§ **TASK DETAILS**:
Go to the line containing "Identify one point on each instance of the low" in the records below. Repeat it and the lines after it exactly, all the way to the end.

══════

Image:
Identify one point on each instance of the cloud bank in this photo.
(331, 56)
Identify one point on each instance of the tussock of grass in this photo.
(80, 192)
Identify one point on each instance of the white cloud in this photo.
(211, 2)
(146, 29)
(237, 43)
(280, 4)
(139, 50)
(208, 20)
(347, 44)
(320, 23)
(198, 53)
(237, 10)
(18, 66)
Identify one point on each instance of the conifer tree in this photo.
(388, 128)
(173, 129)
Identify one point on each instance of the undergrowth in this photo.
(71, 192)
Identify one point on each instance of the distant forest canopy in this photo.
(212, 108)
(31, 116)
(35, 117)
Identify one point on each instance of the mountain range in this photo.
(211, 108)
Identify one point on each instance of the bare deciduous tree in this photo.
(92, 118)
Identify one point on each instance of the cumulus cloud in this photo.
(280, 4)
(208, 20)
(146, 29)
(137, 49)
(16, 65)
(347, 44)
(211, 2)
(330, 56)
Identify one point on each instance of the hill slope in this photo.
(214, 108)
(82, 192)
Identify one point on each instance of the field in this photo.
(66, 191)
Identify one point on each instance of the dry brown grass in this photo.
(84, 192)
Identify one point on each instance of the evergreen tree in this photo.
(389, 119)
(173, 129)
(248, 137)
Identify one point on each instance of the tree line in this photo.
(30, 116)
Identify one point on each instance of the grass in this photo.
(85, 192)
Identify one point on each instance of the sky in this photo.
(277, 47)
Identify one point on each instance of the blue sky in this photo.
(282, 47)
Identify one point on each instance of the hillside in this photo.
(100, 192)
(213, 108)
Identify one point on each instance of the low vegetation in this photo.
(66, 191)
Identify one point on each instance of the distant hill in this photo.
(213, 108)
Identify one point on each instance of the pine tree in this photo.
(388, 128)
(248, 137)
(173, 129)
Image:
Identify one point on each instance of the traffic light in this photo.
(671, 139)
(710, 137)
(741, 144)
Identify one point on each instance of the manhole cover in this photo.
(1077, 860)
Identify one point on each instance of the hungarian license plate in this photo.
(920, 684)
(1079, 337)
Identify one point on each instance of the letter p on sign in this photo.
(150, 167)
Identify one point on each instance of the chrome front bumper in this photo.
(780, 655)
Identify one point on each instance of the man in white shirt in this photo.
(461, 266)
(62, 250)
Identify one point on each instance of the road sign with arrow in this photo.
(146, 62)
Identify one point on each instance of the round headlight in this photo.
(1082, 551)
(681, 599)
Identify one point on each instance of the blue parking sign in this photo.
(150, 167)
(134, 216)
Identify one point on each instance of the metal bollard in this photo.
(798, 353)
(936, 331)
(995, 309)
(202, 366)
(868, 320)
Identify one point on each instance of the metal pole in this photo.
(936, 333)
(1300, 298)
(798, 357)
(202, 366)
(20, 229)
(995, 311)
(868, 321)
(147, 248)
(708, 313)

══════

§ **COMPLETED TASK**:
Identify one point on each instance of the low vegetation in this photo.
(66, 191)
Identify one point on each instance of the distant hill in this photo.
(213, 108)
Identify one point on each instance of the pine tree in this photo.
(388, 128)
(248, 137)
(173, 129)
Image:
Identify one point on each instance of the traffic light in this photo.
(671, 139)
(710, 137)
(741, 144)
Identify one point on each instance of the manhole cover in this photo.
(1077, 860)
Identify one point on each instance of the hungarian license plate in this photo.
(920, 684)
(1079, 337)
Identify one point on each instance of the letter p on sign in this photo.
(150, 167)
Identify one point on each instance of the chrome front bumper in this photo.
(780, 655)
Identify one point on each instance of the man in white shirt in this photo.
(461, 266)
(62, 250)
Identify one point on each instance of the road sign with arrow in this photo.
(146, 62)
Identify one point on each instance of the round headlight in this photo.
(1082, 551)
(681, 599)
Identify one point on each instance of the blue parking sign in this photo.
(150, 167)
(134, 216)
Identify one point on each instance of the metal bollard in this photo.
(798, 353)
(936, 331)
(995, 309)
(202, 366)
(868, 320)
Identify one point on each instance of the metal pole in this photo.
(936, 333)
(1300, 298)
(798, 357)
(202, 366)
(20, 229)
(995, 311)
(868, 321)
(147, 248)
(708, 313)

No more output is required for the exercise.